Objective A -
List every citation that appears in parentheses in the passage on node-to-tag communication.
Objective B -
Pick up the passage on node-to-tag communication after its last sentence and continue it.

Passage -

********************

Node-to-Tag Communication. The host-to-tag communication occurs over a time-slotted channel access mechanism due to its ease of integration of sensor tags and their widespread use in commodity devices. Both Bluetooth and Zigbee/IEEE 802.15.4 support this in their standards (Bluetooth SIG, 2021; IEEE, 2016). Figure 3 describes the communication between a tag $\mathtt{T}$ and its host $v_{2}$ , when assisted by a neighboring carrier provider IoT node $v_{1}$ . $t_{rx}$ and $t_{tx}$ are the times for the sensor tag to receive the request-to-transmit from its host, and for transmitting the sensor value back, respectively. $t_{cg}$ is the time spent in carrier provisioning for tag-to-host communication. The timeslot is long enough to complete one request-response cycle between a node and a tag—e.g., two consecutive Time-Slotted Channel Hopping (TSCH) timeslots (10 ms each) for both transmitting the request to the tag and receive the response (Pérez-Penichet et al., 2020; Perez-Ramirez et al., 2023). During $t_{req}$ , $v_{2}$ sends a request signal to $v_{1}$ to start carrier provisioning, allowing $v_{2}$ to regulate the frequency of tag interrogation—e.g., in a schedule with 10 timeslots (200 ms total duration with TSCH), a node might not want to query its tag $1000\text{ ms}/200\text{ ms}=4$ times per second.

********************

Dataset records -
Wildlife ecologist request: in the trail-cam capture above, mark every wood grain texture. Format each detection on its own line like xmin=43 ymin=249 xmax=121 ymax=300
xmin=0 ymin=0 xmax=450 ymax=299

********************

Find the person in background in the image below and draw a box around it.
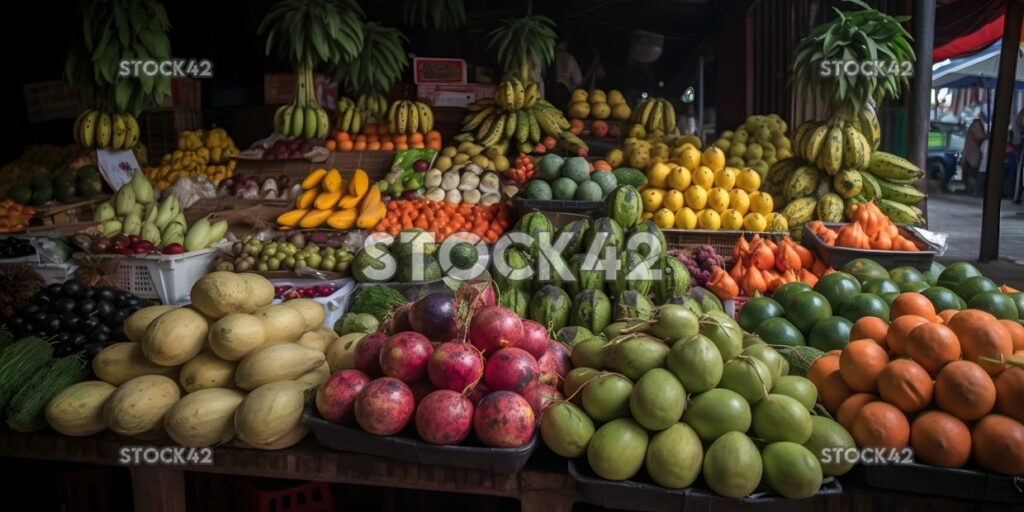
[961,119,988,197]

********************

Final answer A -
Bluetooth SIG, 2021
IEEE, 2016
Pérez-Penichet et al., 2020
Perez-Ramirez et al., 2023

Final answer B -
Schedule. A schedule coordinates the interrogation of all sensor tags and the provisioning of unmodulated carriers by the IoT nodes for such purposes. It consists of $L\geq 1$ timeslots, each assigning one of three possible actions to IoT nodes in the network: interrogate one of its tags $\mathtt{T}$ , provide unmodulated carrier $\mathtt{C}$ for neighboring tags, or remain idle $\mathtt{O}$ . We leverage the spatial distribution of nodes and tags to perform concurrent tag interrogations with one carrier provider (see Figure LABEL:subfig:carrier-reuse). There are two constraints for performing tag interrogations (Pérez-Penichet et al., 2020). First, due to the time-slotted channel access control mechanism, a node can interrogate only one of its hosting tags per timeslot. Additionally, for a tag to communicate with its hosting node, exactly one neighboring IoT node must provide it with an unmodulated carrier. Multiple impinging carriers on a sensor tag causes interference, and prevents proper tag interrogations (see Figure LABEL:subfig:carrier-interference).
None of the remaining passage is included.